**What needs to be done:** Place every line of the records below into a Markdown table with the columns "Row" and "Line", numbering the rows and omitting blank lines. Leave the pictures out.

**Record excerpts:**
= = = = = = =

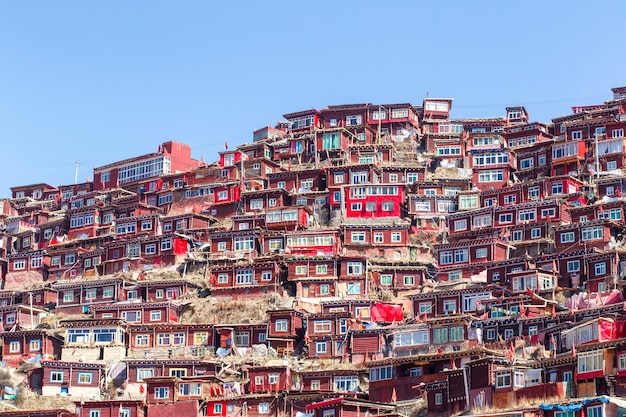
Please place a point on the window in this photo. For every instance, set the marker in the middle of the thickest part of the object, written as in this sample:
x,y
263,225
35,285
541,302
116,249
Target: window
x,y
84,377
445,258
242,339
386,279
460,225
600,268
321,347
56,376
264,408
461,255
244,276
449,306
590,361
324,289
354,288
573,266
526,215
161,392
353,120
481,253
346,383
592,233
491,176
440,335
503,379
281,325
505,218
358,237
35,345
331,141
355,268
457,333
594,411
19,264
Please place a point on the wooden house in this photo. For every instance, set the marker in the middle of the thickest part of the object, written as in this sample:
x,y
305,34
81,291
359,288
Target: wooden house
x,y
76,297
591,234
327,334
111,408
264,379
139,312
312,276
74,379
170,340
29,346
94,340
285,330
21,316
377,238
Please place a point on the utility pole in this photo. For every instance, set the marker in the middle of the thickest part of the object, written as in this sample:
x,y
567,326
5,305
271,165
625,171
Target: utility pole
x,y
595,136
76,165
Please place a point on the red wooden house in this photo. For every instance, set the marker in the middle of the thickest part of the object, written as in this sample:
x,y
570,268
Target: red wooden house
x,y
244,279
269,379
25,267
491,169
460,255
288,218
94,340
352,277
139,313
327,335
285,329
239,336
170,157
403,378
29,346
34,191
226,197
377,238
312,243
21,316
234,244
111,408
74,379
258,201
398,278
76,297
313,276
370,201
297,180
171,340
342,406
56,412
366,344
591,234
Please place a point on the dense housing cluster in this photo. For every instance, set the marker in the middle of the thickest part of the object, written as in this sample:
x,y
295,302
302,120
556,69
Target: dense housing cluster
x,y
404,263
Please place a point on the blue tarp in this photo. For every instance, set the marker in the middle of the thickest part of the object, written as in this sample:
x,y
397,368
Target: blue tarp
x,y
573,406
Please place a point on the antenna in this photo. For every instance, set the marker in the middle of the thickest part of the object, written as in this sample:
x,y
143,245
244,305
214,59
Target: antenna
x,y
76,165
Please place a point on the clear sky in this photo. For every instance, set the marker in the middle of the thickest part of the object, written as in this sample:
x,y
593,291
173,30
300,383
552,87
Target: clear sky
x,y
101,81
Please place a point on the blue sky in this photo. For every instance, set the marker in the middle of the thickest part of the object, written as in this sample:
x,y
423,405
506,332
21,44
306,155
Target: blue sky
x,y
97,82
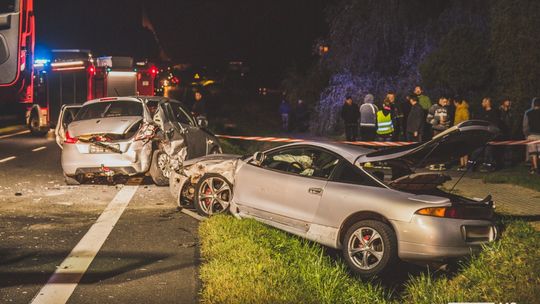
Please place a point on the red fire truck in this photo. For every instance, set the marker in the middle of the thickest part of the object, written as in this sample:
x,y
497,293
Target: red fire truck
x,y
17,37
74,76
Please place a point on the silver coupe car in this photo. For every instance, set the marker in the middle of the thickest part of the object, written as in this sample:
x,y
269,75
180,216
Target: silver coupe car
x,y
129,136
370,204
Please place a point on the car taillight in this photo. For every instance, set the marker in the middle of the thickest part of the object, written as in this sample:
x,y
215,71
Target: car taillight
x,y
147,131
459,212
70,140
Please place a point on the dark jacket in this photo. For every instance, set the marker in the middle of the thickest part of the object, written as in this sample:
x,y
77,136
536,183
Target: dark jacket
x,y
415,120
350,113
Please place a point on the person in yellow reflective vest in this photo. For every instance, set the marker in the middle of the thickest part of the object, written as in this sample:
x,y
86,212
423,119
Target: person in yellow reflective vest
x,y
385,124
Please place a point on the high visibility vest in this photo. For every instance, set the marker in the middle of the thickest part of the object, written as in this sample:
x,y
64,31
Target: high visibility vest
x,y
385,125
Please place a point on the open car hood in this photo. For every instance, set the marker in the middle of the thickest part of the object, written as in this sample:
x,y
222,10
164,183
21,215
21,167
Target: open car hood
x,y
108,125
447,146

= = = = = = =

**Result below:**
| Row | Line |
|---|---|
| 1 | Please place a point on the window in this photo. For every instance, set the marker in the middle of the thickest part of the object, written as in this sample: |
| 2 | x,y |
| 3 | 263,225 |
| 4 | 35,285 |
| 5 | 541,302 |
| 6 | 116,249 |
| 7 | Target: window |
| 8 | x,y |
| 9 | 84,377 |
| 10 | 445,258 |
| 11 | 242,339 |
| 12 | 386,279 |
| 13 | 460,225 |
| 14 | 600,268 |
| 15 | 321,347 |
| 16 | 56,376 |
| 17 | 264,408 |
| 18 | 461,255 |
| 19 | 244,276 |
| 20 | 449,306 |
| 21 | 590,361 |
| 22 | 324,289 |
| 23 | 354,288 |
| 24 | 573,266 |
| 25 | 526,215 |
| 26 | 161,392 |
| 27 | 353,120 |
| 28 | 481,253 |
| 29 | 346,383 |
| 30 | 592,233 |
| 31 | 491,176 |
| 32 | 440,335 |
| 33 | 503,379 |
| 34 | 281,325 |
| 35 | 505,218 |
| 36 | 358,237 |
| 37 | 35,345 |
| 38 | 331,141 |
| 39 | 355,268 |
| 40 | 457,333 |
| 41 | 594,411 |
| 42 | 19,264 |
| 43 | Please place a point on the wooden house in this photo. For every instance, set the marker in the middle of the thickest part of the object, written as in this sample: |
| 44 | x,y |
| 45 | 305,34 |
| 46 | 81,291 |
| 47 | 359,288 |
| 48 | Target: wooden house |
| 49 | x,y |
| 50 | 76,297 |
| 51 | 591,234 |
| 52 | 327,334 |
| 53 | 111,408 |
| 54 | 264,379 |
| 55 | 139,312 |
| 56 | 312,276 |
| 57 | 74,379 |
| 58 | 170,340 |
| 59 | 29,346 |
| 60 | 94,340 |
| 61 | 285,330 |
| 62 | 21,316 |
| 63 | 377,238 |
| 64 | Please place a point on the utility pole in this photo. For every instance, set the marker in the middle of the thickest part of the object, written as in this sample: |
| 65 | x,y |
| 66 | 567,326 |
| 67 | 5,305 |
| 68 | 271,165 |
| 69 | 625,171 |
| 70 | Target: utility pole |
| 71 | x,y |
| 72 | 595,136 |
| 73 | 76,165 |
| 74 | Please place a point on the red wooden house in this photo. For every instance, set the marker in the middle of the thickest part of the object, written as in this sample: |
| 75 | x,y |
| 76 | 570,268 |
| 77 | Target: red wooden house |
| 78 | x,y |
| 79 | 244,279 |
| 80 | 269,379 |
| 81 | 25,267 |
| 82 | 491,169 |
| 83 | 460,255 |
| 84 | 288,218 |
| 85 | 94,340 |
| 86 | 352,277 |
| 87 | 139,313 |
| 88 | 327,335 |
| 89 | 285,329 |
| 90 | 239,336 |
| 91 | 170,157 |
| 92 | 403,378 |
| 93 | 29,346 |
| 94 | 34,191 |
| 95 | 226,197 |
| 96 | 377,238 |
| 97 | 312,243 |
| 98 | 21,316 |
| 99 | 234,244 |
| 100 | 111,408 |
| 101 | 74,379 |
| 102 | 258,201 |
| 103 | 398,278 |
| 104 | 76,297 |
| 105 | 313,276 |
| 106 | 370,201 |
| 107 | 297,180 |
| 108 | 171,340 |
| 109 | 342,406 |
| 110 | 56,412 |
| 111 | 366,344 |
| 112 | 591,234 |
| 113 | Please place a point on the dense housing cluster in this photo. For every instance, set the marker in the middle of the thickest part of the object, written as in this sample: |
| 114 | x,y |
| 115 | 295,302 |
| 116 | 302,120 |
| 117 | 556,69 |
| 118 | Target: dense housing cluster |
| 119 | x,y |
| 120 | 404,263 |
| 121 | Please place a point on the blue tarp in this photo. For every instance, set the marker in the middle of the thickest part of the object, written as in this sample: |
| 122 | x,y |
| 123 | 397,368 |
| 124 | Target: blue tarp |
| 125 | x,y |
| 126 | 573,406 |
| 127 | Please place a point on the antenna in this photo. For every instance, set the marker in the middle of the thickest part of the object, written as in this sample: |
| 128 | x,y |
| 129 | 143,245 |
| 130 | 244,305 |
| 131 | 214,59 |
| 132 | Target: antenna |
| 133 | x,y |
| 134 | 76,165 |
| 135 | Please place a point on the clear sky in this photo. For every instance, set the marker in the middle of the thickest part of the object, written as in this sample: |
| 136 | x,y |
| 137 | 593,291 |
| 138 | 173,30 |
| 139 | 300,383 |
| 140 | 552,87 |
| 141 | Target: clear sky |
| 142 | x,y |
| 143 | 101,81 |
| 144 | Please place a point on the blue sky in this photo. For every instance, set the marker in the middle of the thickest part of the object, written as in this sample: |
| 145 | x,y |
| 146 | 423,405 |
| 147 | 506,332 |
| 148 | 21,44 |
| 149 | 306,155 |
| 150 | Target: blue sky |
| 151 | x,y |
| 152 | 97,82 |
| 153 | Please place a point on the red fire truck in this photo. For every instance, set the marker in the middle of the thickest part of the object, written as in this sample: |
| 154 | x,y |
| 155 | 497,293 |
| 156 | Target: red fire truck |
| 157 | x,y |
| 158 | 17,37 |
| 159 | 74,76 |
| 160 | Please place a point on the silver coupe car in this photo. For every instance, set the marker in the middle of the thickest part of the object, written as in this sample: |
| 161 | x,y |
| 162 | 269,75 |
| 163 | 180,216 |
| 164 | Target: silver coupe car |
| 165 | x,y |
| 166 | 129,136 |
| 167 | 370,204 |
| 168 | Please place a point on the car taillight in this photo. For every instance, set the marker in the middle of the thickest part of the object, written as in this sample: |
| 169 | x,y |
| 170 | 215,71 |
| 171 | Target: car taillight |
| 172 | x,y |
| 173 | 147,131 |
| 174 | 459,212 |
| 175 | 70,140 |
| 176 | Please place a point on the dark jacket in this photo. For every instance, set the marker in the middle of the thickest part of the object, written as in this sample: |
| 177 | x,y |
| 178 | 77,136 |
| 179 | 536,183 |
| 180 | Target: dark jacket |
| 181 | x,y |
| 182 | 415,120 |
| 183 | 350,113 |
| 184 | Please place a point on the person in yellow reflective vest in this photo. For every instance, set the marker in the middle of the thickest part of the object, written as in this sample: |
| 185 | x,y |
| 186 | 86,212 |
| 187 | 423,119 |
| 188 | Target: person in yellow reflective vest |
| 189 | x,y |
| 190 | 385,124 |
| 191 | Please place a point on the high visibility vest in this photo. For every instance, set the marker in the middle of the thickest part of the object, written as in this sample: |
| 192 | x,y |
| 193 | 64,31 |
| 194 | Target: high visibility vest |
| 195 | x,y |
| 196 | 385,125 |
| 197 | Please place a point on the open car hood in this photo. For every instance, set the marker in the middle of the thickest part of the object, written as in this sample: |
| 198 | x,y |
| 199 | 222,10 |
| 200 | 164,183 |
| 201 | 21,215 |
| 202 | 21,167 |
| 203 | Target: open car hood |
| 204 | x,y |
| 205 | 108,125 |
| 206 | 447,146 |